◆ INSTRUÇÃO DADA 1
No trecho sobre Chico Mendes, troque "cooperativas" por "associações" e escreva de novo a parte que começa em "Chico, para além" e termina em "comunidades e mais.".
◆ INSTRUÇÃO DADA 2
Segundo o trecho sobre Chico Mendes, por quantos anos Gomercindo Rodrigues trabalhou com ele?
◆ INSTRUÇÃO DADA 3
Escreva a continuação do trecho sobre Chico Mendes, começando logo depois da última frase.

◆ TRECHO DO TEXTO

◆ ◆ ◆ ◆ ◆

Sâmila revela que, quando pensa na luta de Chico, percebe o quão foi intensa e pesada, mas também o quanto trouxe benefícios para muitas populações. Ela se emociona.

Chico, para além do líder

“Eu trabalhei com ele durante três anos, de 1986 até o dia do seu assassinato. [...] Apesar de eu já ter uma graduação em Agronomia quando fui trabalhar com Chico em Xapuri, aprendi muito com ele. Meu trabalho era discutir a ideia de cooperativas, e durante aqueles três anos, andei pelo seringal ao lado dele. O Chico me ensinou a ouvir mais, embora ele tivesse muito mais capacidade para isso. Ele sabia dialogar com diferentes correntes, sejam políticas ou sindicais, sempre buscando ampliar o leque de apoio para a luta que ele liderava”, conta Gomercindo Rodrigues.

Em relatos de companheiras e companheiros, para além do líder que realizava palestras fora do Acre e do Brasil era, acima de tudo, presente na base, nas comunidades e mais. 

“Ele falava com todos os segmentos, mas nunca deixou de ser o Chico Mendes. Ele participava do trabalho de base, como no Encontro Regional de Seringueiros do Vale do Purus, antes de ser assassinado. Ele conseguia dialogar com todos, de ambientalistas a políticos dos EUA, como o senador republicano Robert Kasten, presidente da Comissão de Orçamento, que pressionava o Banco Mundial e outros organismos internacionais a adotarem critérios ambientais nos financiamentos. Mas, ao mesmo tempo, era o Chico Mendes que adorava jogar dominó com o pessoal da colônia. Ele sempre foi uma pessoa simples, mesmo com toda a repercussão que teve. Nunca deixou de ser Chico Mendes, nunca deixou de ser ele mesmo, comprometido com a luta”, detalha ainda mais o colega do líder seringueiro.

◆ ◆ ◆ ◆ ◆

◆ INFORMAÇÕES EXIBIDAS

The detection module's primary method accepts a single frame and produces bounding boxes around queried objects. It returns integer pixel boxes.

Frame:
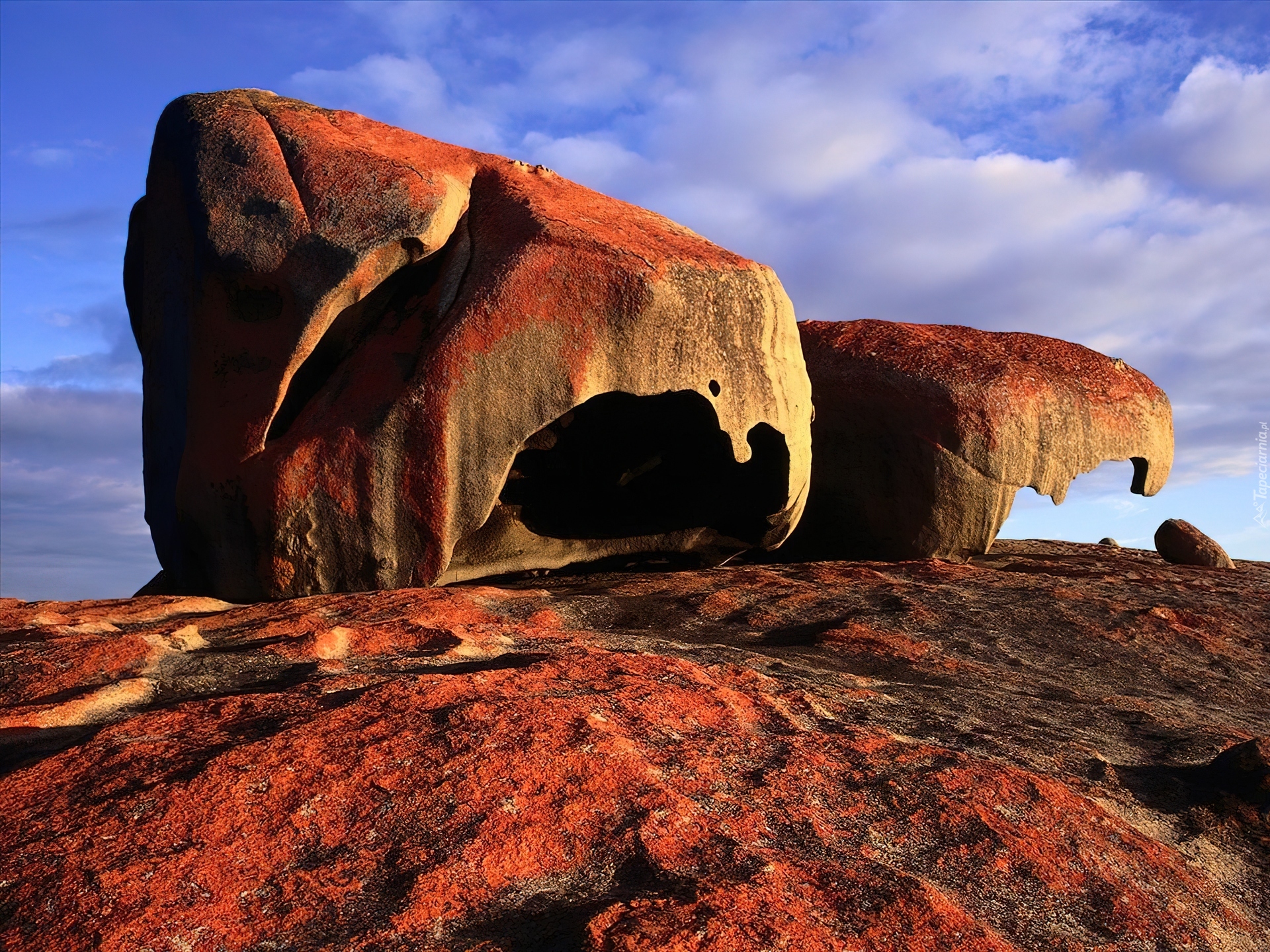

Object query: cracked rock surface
[123,89,812,602]
[0,541,1270,952]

◆ ◆ ◆ ◆ ◆

◆ RESULTADO FINAL 1
Chico, para além do líder

“Eu trabalhei com ele durante três anos, de 1986 até o dia do seu assassinato. [...] Apesar de eu já ter uma graduação em Agronomia quando fui trabalhar com Chico em Xapuri, aprendi muito com ele. Meu trabalho era discutir a ideia de associações, e durante aqueles três anos, andei pelo seringal ao lado dele. O Chico me ensinou a ouvir mais, embora ele tivesse muito mais capacidade para isso. Ele sabia dialogar com diferentes correntes, sejam políticas ou sindicais, sempre buscando ampliar o leque de apoio para a luta que ele liderava”, conta Gomercindo Rodrigues.

Em relatos de companheiras e companheiros, para além do líder que realizava palestras fora do Acre e do Brasil era, acima de tudo, presente na base, nas comunidades e mais.

◆ RESULTADO FINAL 2
Três anos, de 1986 até o dia do assassinato de Chico.

◆ RESULTADO FINAL 3
Quem também foi amigo de Chico foi Genésio Natividade, advogado, convocado por Mary Allegretti, para auxiliar o organizador dos empates pelas comunidades extrativistas em Xapuri.  Genésio já tinha experiência na área de direito civil, especialmente em questões fundiárias e possessórias, que eram justamente os problemas que Chico enfrentava. Ele lidava com disputas de terra de seringueiros que viviam ali há décadas, mas que eram ameaçados por pessoas que chegavam com documentos, dizendo que eram os donos.

“Eu já tinha conversado antes com um amigo meu, que havia estado no Acre e me falou: ‘Genésio, tem um serviço lá que talvez você se interesse, se quiser trabalhar na Amazônia’. Eu sempre tive interesse em conhecer e atuar na Amazônia, então, quando apareceu essa oportunidade, aceitei. A Mary me chamou para ser advogado, dizendo que era para defender a floresta amazônica e os direitos dos seringueiros [...] Foi nesse contexto que conheci o Chico e comecei esse trabalho. Convivi intensamente com ele. Viajei com o Chico para reuniões em Xapuri, Brasileia, Sena Madureira e até em Rondônia”, relembra.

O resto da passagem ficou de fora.